Could you reproduce the data without any changes, starting at the line containing "of the dune" and ending at the line containing "(1082, 580)", with both of those lines included?

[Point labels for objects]
____

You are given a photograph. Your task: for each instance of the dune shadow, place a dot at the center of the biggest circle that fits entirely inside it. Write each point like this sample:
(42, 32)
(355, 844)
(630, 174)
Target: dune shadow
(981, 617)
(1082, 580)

____

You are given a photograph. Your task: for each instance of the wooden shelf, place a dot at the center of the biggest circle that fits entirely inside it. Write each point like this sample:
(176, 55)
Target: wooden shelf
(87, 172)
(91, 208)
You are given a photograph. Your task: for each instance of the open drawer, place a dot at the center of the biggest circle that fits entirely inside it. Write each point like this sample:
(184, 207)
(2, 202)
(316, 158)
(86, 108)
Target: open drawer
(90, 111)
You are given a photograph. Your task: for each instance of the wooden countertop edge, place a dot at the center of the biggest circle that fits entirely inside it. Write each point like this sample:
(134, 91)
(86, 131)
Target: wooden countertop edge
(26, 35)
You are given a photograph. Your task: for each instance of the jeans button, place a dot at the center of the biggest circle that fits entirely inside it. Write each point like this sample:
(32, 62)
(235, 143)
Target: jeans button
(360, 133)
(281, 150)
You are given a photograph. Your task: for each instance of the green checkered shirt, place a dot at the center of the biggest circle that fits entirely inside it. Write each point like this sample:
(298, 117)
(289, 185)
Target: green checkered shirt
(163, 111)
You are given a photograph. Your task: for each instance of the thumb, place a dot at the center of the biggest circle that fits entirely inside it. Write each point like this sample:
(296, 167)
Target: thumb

____

§ Exercise response
You are given a photograph. Your task: for each instance of the dune shadow, place a dot at the center of the biggest circle that fits entirely inside it. Write each point like this sample:
(42, 32)
(355, 844)
(630, 174)
Target: dune shadow
(981, 617)
(1082, 580)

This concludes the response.